Stated problem: Pull out every line of the data below that contains the word "metal", and copy each of those lines in full.

Given entries:
========================

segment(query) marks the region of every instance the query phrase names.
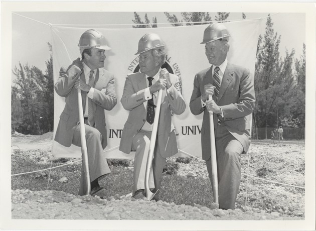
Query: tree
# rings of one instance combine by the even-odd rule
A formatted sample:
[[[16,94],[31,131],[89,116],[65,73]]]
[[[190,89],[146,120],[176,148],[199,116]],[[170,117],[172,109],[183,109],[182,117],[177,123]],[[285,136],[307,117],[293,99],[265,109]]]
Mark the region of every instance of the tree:
[[[165,14],[166,17],[167,17],[167,20],[168,20],[168,22],[171,23],[171,25],[172,26],[179,27],[182,26],[182,23],[182,23],[183,22],[183,20],[179,21],[175,15],[171,15],[168,12],[164,12],[164,14]]]
[[[229,13],[226,12],[217,12],[217,15],[215,16],[215,21],[224,21],[229,16]]]
[[[146,25],[149,24],[150,23],[150,21],[148,19],[148,17],[147,17],[147,14],[145,14],[145,22],[143,22],[139,15],[138,15],[136,12],[134,12],[134,18],[135,19],[132,20],[133,23],[135,24],[144,24],[144,25],[136,25],[135,26],[133,25],[133,28],[150,28],[151,27],[157,27],[157,18],[156,17],[152,18],[152,25]]]
[[[295,77],[298,87],[305,93],[305,65],[306,63],[305,57],[305,44],[303,44],[303,54],[299,60],[297,59],[295,61],[295,70],[296,72]]]
[[[49,49],[52,51],[51,45]],[[51,131],[54,125],[53,57],[46,62],[46,74],[35,66],[19,63],[13,70],[12,129],[23,134],[38,135]],[[42,119],[41,119],[41,118]]]
[[[273,85],[273,80],[278,74],[276,71],[276,64],[280,61],[278,49],[281,36],[278,36],[277,33],[274,33],[273,25],[269,15],[263,44],[259,43],[261,42],[262,38],[259,38],[258,41],[255,71],[255,90],[257,95],[255,108],[257,116],[256,120],[258,122],[263,122],[257,125],[265,128],[266,138],[267,138],[267,127],[271,108],[268,100],[270,99],[269,94],[273,90],[269,88]]]
[[[266,139],[267,128],[281,125],[286,127],[284,120],[290,118],[300,127],[304,124],[305,97],[301,84],[295,82],[295,79],[304,78],[301,75],[304,73],[302,67],[303,59],[296,60],[294,65],[293,49],[286,50],[285,57],[280,57],[281,37],[274,33],[273,25],[269,16],[265,34],[259,38],[255,71],[255,121],[257,126],[265,128]],[[297,70],[296,76],[293,74],[294,66]]]

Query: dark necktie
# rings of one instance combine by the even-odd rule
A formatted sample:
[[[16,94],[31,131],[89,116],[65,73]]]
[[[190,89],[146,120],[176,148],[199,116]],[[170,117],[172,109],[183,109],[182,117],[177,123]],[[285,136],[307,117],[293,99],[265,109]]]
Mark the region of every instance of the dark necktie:
[[[214,90],[214,95],[215,96],[215,98],[216,99],[216,100],[217,100],[217,98],[218,97],[218,95],[219,94],[219,89],[221,87],[221,84],[220,84],[219,80],[219,75],[218,74],[218,71],[219,70],[219,67],[215,67],[215,69],[214,69],[214,73],[213,75],[213,83],[216,87],[215,89]]]
[[[89,77],[89,85],[91,87],[93,87],[94,84],[94,71],[91,70],[90,72],[90,76]],[[94,113],[93,113],[93,108],[92,107],[92,100],[91,98],[88,97],[88,121],[91,126],[94,125],[94,123],[93,122],[94,118]]]
[[[149,86],[152,85],[152,80],[153,78],[152,77],[148,77],[147,78],[149,81]],[[146,120],[148,123],[152,125],[153,123],[153,119],[154,119],[154,104],[153,104],[153,97],[151,95],[151,98],[148,100],[147,102],[147,118]]]

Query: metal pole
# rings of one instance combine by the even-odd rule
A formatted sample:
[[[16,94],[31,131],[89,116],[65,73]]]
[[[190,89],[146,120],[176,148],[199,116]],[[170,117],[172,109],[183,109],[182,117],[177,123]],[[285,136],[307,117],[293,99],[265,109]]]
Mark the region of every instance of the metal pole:
[[[209,95],[209,100],[212,99],[212,96]],[[210,113],[210,131],[211,144],[211,164],[212,165],[212,187],[213,187],[214,202],[219,203],[218,200],[218,179],[217,178],[217,161],[216,160],[216,148],[213,111]]]
[[[87,183],[86,195],[90,195],[91,193],[91,185],[90,180],[90,171],[89,171],[89,162],[88,160],[88,150],[86,141],[86,130],[84,128],[84,120],[83,118],[83,108],[82,107],[82,98],[81,98],[81,90],[78,90],[78,105],[79,113],[79,122],[80,125],[80,138],[81,139],[81,152],[82,153],[82,164],[83,164],[85,177]]]
[[[145,193],[146,197],[150,200],[155,193],[152,193],[149,188],[149,179],[151,169],[151,164],[152,163],[152,157],[153,157],[153,151],[156,143],[156,137],[157,136],[157,130],[158,129],[158,123],[159,122],[159,114],[160,113],[160,107],[162,104],[162,98],[163,96],[163,89],[159,90],[158,96],[157,97],[157,107],[153,119],[153,124],[152,132],[150,136],[150,143],[148,152],[148,158],[147,159],[147,164],[146,165],[146,171],[145,172]]]

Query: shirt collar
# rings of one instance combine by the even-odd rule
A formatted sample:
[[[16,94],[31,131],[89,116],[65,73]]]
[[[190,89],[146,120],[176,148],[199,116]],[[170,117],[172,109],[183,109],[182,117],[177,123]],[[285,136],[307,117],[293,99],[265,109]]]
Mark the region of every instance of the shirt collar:
[[[221,71],[222,72],[222,73],[223,74],[224,74],[224,72],[225,72],[225,70],[226,69],[226,67],[227,66],[227,63],[228,63],[228,61],[227,61],[227,59],[226,58],[225,59],[225,61],[224,62],[223,62],[223,63],[222,63],[221,65],[219,65],[219,66],[218,67],[220,68]],[[215,66],[214,66],[214,65],[213,65],[213,69],[212,70],[212,72],[214,74],[214,69],[215,69]]]
[[[155,75],[154,75],[153,76],[151,76],[152,77],[152,78],[153,78],[153,79],[154,79],[155,81],[157,81],[160,77],[160,71],[162,70],[161,68],[159,68],[159,70],[158,71],[158,72],[156,73]],[[145,74],[145,75],[146,76],[146,78],[148,78],[148,75],[147,75],[147,74]]]

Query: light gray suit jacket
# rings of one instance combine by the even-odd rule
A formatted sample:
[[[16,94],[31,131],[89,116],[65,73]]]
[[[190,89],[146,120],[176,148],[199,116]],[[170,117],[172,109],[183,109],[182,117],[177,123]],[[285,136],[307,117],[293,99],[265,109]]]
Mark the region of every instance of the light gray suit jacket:
[[[170,157],[178,152],[175,127],[171,120],[172,110],[175,114],[180,114],[186,109],[178,77],[172,74],[170,76],[173,86],[170,92],[167,93],[166,89],[163,91],[156,143],[164,157]],[[131,74],[126,78],[121,102],[125,109],[129,110],[129,114],[124,125],[119,146],[119,150],[125,153],[135,151],[131,150],[133,138],[146,121],[146,110],[143,102],[146,101],[144,89],[146,87],[144,73]]]
[[[210,120],[207,110],[202,106],[201,96],[204,85],[208,83],[213,84],[212,67],[196,75],[190,102],[190,108],[194,114],[204,112],[201,142],[204,160],[211,157]],[[214,114],[215,129],[218,119],[241,143],[244,151],[247,152],[250,144],[250,121],[255,102],[253,78],[249,70],[229,62],[223,76],[218,98],[217,101],[214,101],[221,106],[224,114],[224,118],[220,114]]]
[[[66,98],[66,105],[60,117],[55,140],[66,147],[71,145],[74,134],[73,129],[79,121],[78,91],[73,87],[76,80],[79,77],[85,82],[83,66],[78,68],[71,65],[67,71],[62,67],[59,77],[55,84],[55,89],[57,94]],[[113,75],[104,69],[98,68],[94,88],[92,100],[94,112],[94,127],[102,134],[102,145],[104,149],[107,145],[104,109],[112,109],[117,101]],[[82,91],[81,96],[84,111],[87,93]]]

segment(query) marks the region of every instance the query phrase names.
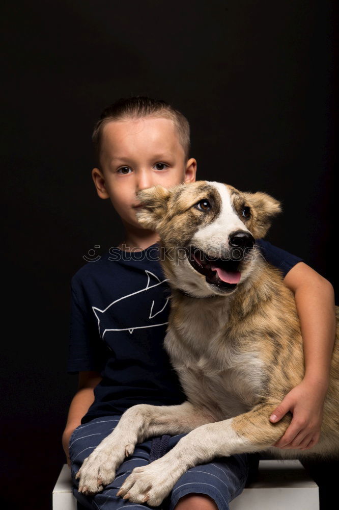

========================

Task result:
Query: metal pole
Mark the region of every instance of the metal pole:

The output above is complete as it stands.